WRITTEN INSTRUCTION A.
In the entries, replace "foliage" with "greenery" everywhere from the line containing "[pin] dense foliage" down to the end of the entries, and give back those lines with nothing else changed.

* START GIVEN PASSAGE *

License: MIT License

Python 94.06% Tcl 1.26% C 1.41% Shell 3.28%

bat.py's Introduction

Note: The master branch is for the 2.0 version of BAT. For the version associated with Ref. [1], which includes the APR method, download the package from the BATv1.0 branch.


New features on BAT 2.0:

- Relative restraints between the receptor and the ligand (figure below), without the need for three fixed dummy atoms.

- Center of mass restraints on the receptor, and the bulk ligand when the SDR method is applied, so their internal degrees of freedom are not affected.

- Only two stages, equilibrium and free energy simulations. The preparation stage is no longer required, since the APR method is not available in the 2.0 version.

- Possible choice between a fixed number of waters, or fixed solvation buffers in the three cartesian axes.

- Automatic determination of the number of ions based on the chosen salt concentration.

- Simpler procedure to add new receptors.

* END GIVEN PASSAGE *
* START DATA PROVIDED *

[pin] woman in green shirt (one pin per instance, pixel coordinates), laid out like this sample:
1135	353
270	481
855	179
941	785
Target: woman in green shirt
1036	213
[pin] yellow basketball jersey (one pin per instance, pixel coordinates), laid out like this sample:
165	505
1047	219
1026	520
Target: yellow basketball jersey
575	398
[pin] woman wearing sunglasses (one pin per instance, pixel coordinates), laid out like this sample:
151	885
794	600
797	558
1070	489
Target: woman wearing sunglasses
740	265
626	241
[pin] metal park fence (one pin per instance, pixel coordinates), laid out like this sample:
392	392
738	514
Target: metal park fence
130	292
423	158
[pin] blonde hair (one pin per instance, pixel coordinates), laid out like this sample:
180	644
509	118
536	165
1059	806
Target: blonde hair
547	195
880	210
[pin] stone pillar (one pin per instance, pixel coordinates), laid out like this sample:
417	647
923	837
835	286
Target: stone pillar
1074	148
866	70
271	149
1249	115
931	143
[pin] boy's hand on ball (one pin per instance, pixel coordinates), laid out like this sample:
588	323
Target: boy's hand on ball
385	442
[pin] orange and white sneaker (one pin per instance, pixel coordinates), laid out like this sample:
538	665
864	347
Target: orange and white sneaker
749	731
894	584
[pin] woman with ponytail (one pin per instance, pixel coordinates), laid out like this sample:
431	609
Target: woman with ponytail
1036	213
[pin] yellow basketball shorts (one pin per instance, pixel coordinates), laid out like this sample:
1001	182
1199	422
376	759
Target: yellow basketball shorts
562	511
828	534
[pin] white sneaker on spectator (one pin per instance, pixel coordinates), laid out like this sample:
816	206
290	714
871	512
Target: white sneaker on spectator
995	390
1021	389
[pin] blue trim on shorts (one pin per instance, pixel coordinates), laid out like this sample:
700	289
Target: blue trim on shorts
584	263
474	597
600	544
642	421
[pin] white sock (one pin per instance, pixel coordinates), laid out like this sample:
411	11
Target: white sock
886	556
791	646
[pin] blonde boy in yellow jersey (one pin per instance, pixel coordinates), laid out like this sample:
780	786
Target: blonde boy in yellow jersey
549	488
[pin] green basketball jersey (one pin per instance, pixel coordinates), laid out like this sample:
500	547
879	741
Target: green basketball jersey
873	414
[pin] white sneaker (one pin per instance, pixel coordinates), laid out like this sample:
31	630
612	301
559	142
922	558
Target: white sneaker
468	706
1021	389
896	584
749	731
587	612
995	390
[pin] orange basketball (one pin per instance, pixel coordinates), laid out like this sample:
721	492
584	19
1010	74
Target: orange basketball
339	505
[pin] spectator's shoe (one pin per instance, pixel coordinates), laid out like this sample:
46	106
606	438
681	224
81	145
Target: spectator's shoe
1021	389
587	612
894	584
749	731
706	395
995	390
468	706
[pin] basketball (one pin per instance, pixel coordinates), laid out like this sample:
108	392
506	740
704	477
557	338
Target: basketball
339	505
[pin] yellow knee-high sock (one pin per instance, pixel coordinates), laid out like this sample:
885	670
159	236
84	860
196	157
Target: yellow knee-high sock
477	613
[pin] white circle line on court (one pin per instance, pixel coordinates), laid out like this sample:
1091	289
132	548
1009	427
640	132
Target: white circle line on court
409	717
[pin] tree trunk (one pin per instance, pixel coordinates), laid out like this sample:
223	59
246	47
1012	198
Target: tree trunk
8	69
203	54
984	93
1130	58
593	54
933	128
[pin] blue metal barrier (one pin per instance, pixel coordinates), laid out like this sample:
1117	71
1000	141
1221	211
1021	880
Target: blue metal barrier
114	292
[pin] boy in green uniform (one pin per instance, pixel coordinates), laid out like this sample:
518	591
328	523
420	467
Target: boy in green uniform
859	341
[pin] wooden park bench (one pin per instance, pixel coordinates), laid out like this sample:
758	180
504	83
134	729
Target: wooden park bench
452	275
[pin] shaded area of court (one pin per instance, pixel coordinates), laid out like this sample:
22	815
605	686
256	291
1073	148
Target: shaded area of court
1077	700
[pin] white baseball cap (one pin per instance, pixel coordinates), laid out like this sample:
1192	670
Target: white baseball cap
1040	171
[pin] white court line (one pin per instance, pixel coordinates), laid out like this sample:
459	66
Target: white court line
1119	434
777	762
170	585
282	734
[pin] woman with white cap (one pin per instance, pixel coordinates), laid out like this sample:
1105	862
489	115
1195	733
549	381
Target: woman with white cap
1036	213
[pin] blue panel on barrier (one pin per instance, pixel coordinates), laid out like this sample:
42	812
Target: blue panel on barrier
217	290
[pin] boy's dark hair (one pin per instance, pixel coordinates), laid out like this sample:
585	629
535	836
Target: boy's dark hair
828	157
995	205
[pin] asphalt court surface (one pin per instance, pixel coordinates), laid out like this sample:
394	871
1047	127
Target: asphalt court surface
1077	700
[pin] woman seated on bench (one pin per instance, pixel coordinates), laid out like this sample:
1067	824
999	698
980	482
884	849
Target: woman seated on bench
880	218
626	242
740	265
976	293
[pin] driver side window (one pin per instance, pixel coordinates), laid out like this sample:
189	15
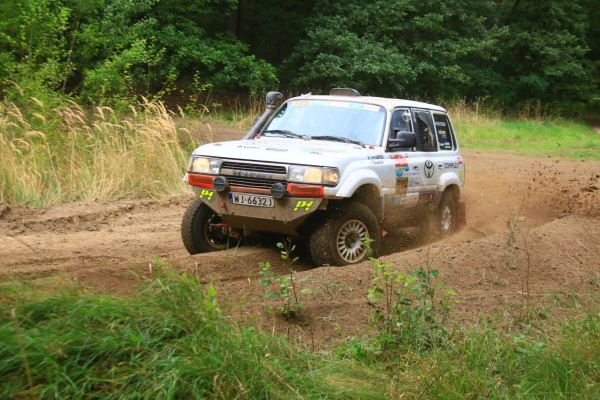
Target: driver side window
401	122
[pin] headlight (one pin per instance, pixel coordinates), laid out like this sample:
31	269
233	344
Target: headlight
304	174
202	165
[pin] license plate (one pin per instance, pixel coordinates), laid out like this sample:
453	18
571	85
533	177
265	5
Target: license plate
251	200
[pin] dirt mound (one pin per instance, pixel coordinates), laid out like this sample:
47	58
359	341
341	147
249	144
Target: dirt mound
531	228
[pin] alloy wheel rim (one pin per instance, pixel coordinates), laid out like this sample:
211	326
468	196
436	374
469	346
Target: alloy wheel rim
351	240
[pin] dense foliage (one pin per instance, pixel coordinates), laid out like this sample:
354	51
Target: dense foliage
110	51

* END DATA PROVIDED *

WRITTEN INSTRUCTION B.
Continue the BAT 2.0 introduction from its final line.

EXERCISE RESULT A.
[pin] dense greenery (one pin per instance, pixel coordinates), laid out like this sample:
354	51
Target: dense greenery
110	51

EXERCISE RESULT B.
See also: GHOAT.py, a fully automated tool for guest-host ABFE calculations using SDR with pmemd.cuda:

https://github.com/GHeinzelmann/GHOAT.py

A tutorial and a detailed user guide are available, as well as necessary parameter and input files for several hosts.

BAT.py v2.0

The Binding Affinity Tool (BAT.py) is a python tool for fully automated absolute binding free energy calculations. Its workflow encompasses the creation of the bound complex, generation of parameters using Antechamber, preparation of the simulation files, and post-processing to retrieve the binding free energy. By using the pmemd.cuda software from AMBER20, it is able to perform several calculations at a reduced computational cost using graphics processing units (GPUs).

The 2.0 version of BAT.py can perform binding free energy calculations by two alchemical routes in the presence of restraints, either with double decoupling (DD) procedure or with the simultaneous decoupling recoupling (SDR) method. For the use of the APR method in addition to DD and SDR, download the 1.0 version of the code at the BATv1.0 branch. BAT.py is compatible with the simulation package AMBER20, also requiring a few installed programs to work properly, which are listed in the next section.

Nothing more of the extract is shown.